**Work instructions:** Rewrite the material below, changing every "put a marker on" to "place a dot on" and keeping all other text identical.

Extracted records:
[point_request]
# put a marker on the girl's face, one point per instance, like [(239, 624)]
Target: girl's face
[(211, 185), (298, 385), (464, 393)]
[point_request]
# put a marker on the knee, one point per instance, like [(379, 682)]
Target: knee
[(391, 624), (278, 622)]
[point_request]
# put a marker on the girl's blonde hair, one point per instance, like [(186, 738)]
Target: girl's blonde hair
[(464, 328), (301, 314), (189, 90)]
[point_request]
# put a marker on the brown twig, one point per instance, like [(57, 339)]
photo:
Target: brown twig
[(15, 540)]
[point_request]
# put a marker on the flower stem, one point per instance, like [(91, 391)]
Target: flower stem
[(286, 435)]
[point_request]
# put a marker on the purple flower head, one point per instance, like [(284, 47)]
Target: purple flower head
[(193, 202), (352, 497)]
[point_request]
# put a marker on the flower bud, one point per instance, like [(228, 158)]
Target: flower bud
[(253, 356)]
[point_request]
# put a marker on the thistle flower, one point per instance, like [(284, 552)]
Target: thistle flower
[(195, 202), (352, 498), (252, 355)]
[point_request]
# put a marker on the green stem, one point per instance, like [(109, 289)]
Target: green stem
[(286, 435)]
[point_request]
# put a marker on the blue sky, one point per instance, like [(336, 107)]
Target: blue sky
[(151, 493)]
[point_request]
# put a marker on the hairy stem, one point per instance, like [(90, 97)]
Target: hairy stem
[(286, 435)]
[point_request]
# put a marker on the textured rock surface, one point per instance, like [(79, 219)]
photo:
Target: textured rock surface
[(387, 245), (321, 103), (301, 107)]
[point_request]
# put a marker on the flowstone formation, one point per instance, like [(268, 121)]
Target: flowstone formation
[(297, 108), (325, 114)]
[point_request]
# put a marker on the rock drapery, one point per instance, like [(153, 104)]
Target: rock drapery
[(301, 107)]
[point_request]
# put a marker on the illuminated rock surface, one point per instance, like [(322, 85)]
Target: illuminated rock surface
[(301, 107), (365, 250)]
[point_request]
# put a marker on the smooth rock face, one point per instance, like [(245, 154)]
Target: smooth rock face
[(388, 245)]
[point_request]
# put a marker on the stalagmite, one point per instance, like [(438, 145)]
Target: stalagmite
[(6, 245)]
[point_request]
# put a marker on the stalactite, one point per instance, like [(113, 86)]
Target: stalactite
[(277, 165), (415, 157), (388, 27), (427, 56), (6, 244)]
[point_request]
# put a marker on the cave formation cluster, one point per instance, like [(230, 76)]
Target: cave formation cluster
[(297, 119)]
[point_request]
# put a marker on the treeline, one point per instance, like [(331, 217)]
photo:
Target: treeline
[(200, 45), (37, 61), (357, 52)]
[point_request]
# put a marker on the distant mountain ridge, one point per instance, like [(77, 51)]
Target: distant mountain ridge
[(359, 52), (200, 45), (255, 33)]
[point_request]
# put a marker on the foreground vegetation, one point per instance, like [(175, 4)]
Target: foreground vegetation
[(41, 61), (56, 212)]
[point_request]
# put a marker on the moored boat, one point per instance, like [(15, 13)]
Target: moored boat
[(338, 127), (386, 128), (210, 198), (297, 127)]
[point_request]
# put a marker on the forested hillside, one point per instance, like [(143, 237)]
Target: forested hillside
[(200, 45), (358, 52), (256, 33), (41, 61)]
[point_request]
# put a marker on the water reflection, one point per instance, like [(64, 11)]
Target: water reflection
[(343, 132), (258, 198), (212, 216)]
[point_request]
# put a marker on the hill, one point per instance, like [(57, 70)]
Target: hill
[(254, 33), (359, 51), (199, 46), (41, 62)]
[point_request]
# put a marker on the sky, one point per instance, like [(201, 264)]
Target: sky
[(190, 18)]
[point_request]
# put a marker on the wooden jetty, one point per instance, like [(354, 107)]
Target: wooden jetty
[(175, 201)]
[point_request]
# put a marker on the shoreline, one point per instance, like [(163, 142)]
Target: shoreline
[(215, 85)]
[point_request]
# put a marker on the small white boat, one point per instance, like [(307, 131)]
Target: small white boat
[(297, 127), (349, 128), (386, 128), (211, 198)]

**Exercise solution:**
[point_request]
# place a dot on the girl's face, one point per instance, like [(239, 624)]
Target: girl's face
[(211, 185), (298, 385), (464, 393)]
[point_request]
# place a dot on the knee, one point per instance, like [(379, 682)]
Target: knee
[(391, 624), (278, 622)]
[point_request]
# place a dot on the girl's blonde hair, one point per instance, like [(186, 738)]
Target: girl's blonde hair
[(464, 328), (301, 314), (189, 90)]
[point_request]
# place a dot on the brown twig, one point per instance, like [(57, 339)]
photo:
Target: brown twig
[(15, 540)]
[point_request]
# place a dot on the flower stem, one point per instance, like [(91, 391)]
Target: flower stem
[(286, 435)]
[point_request]
# place a dot on the purple flower head, one point per instance, like [(284, 47)]
Target: purple flower head
[(193, 202), (352, 497)]
[point_request]
# place a dot on the flower bud, one point per instance, like [(228, 158)]
Target: flower bud
[(253, 356)]
[point_request]
# place a dot on the thistle flower, one point per instance, like [(284, 552)]
Target: thistle flower
[(195, 202), (352, 498), (252, 355)]
[point_request]
# place a dot on the green stem, one point per instance, like [(109, 289)]
Target: green stem
[(286, 435)]
[point_request]
# place a dot on the blue sky, one point per instance, like [(336, 107)]
Target: blue sky
[(151, 493)]
[point_request]
# place a dot on the hairy stem, one point per instance, like [(90, 97)]
Target: hairy stem
[(286, 435)]
[point_request]
# place a dot on the textured rock surface, one point per instance, like [(79, 219)]
photo:
Target: textured rock surface
[(387, 245), (321, 103), (301, 107)]
[point_request]
# place a dot on the flowstone formation, one point per instance, like [(268, 121)]
Target: flowstone formation
[(297, 108), (325, 114)]
[point_request]
# place a dot on the rock drapery, one point per instance, like [(153, 104)]
Target: rock drapery
[(301, 107)]
[point_request]
# place a dot on the illuminated rock surface, one point per instance, like [(322, 85)]
Target: illuminated rock surface
[(301, 107), (365, 250)]
[point_request]
# place a dot on the smooth rock face, one point per instance, like [(245, 154)]
Target: smooth rock face
[(388, 245)]
[point_request]
# place a dot on the stalagmite, one point per instance, like [(438, 145)]
Target: stalagmite
[(6, 245)]
[point_request]
# place a dot on the stalactite, one point per instance, like [(113, 86)]
Target: stalactite
[(277, 165), (415, 157), (388, 27), (427, 56), (6, 244)]
[point_request]
# place a dot on the cave formation cluster, one point per instance, like [(230, 76)]
Target: cave formation cluster
[(297, 119)]
[point_request]
# place a dot on the treeline, one point per instance, like [(331, 217)]
photo:
Target: treeline
[(200, 45), (37, 61), (357, 52)]
[point_request]
# place a dot on the distant mountain ridge, one point per instance, like [(77, 51)]
Target: distant mountain ridge
[(359, 52), (200, 45), (255, 33)]
[point_request]
# place a dot on the foreground vegetation, one point per instance, like [(175, 4)]
Target: foreground vegetation
[(41, 61), (56, 212)]
[point_request]
# place a dot on the moored boat, one point per instance, like [(15, 13)]
Target: moored boat
[(338, 127), (386, 128), (210, 198), (297, 127)]
[point_request]
# place a dot on the forested hillside, one point per instance, like [(143, 237)]
Target: forested hillside
[(200, 45), (358, 52), (256, 33), (41, 61)]
[point_request]
# place a dot on the water reflection, one point per instance, like [(64, 11)]
Target: water reflection
[(343, 132), (258, 198), (212, 216)]
[point_request]
# place a dot on the hill, one point per instance, like [(57, 70)]
Target: hill
[(254, 33), (359, 51), (199, 46), (41, 62)]
[point_request]
# place a dot on the sky, one point per instance, like [(201, 264)]
Target: sky
[(190, 18)]
[point_request]
# place a dot on the wooden jetty, one point per instance, like [(354, 107)]
Target: wooden jetty
[(175, 201)]
[point_request]
# place a dot on the shoreline, one point per instance, like [(163, 142)]
Target: shoreline
[(215, 85)]
[point_request]
# place a dot on the small white boat, one point per instance, like [(307, 131)]
Target: small white boat
[(297, 127), (349, 128), (386, 128), (211, 198)]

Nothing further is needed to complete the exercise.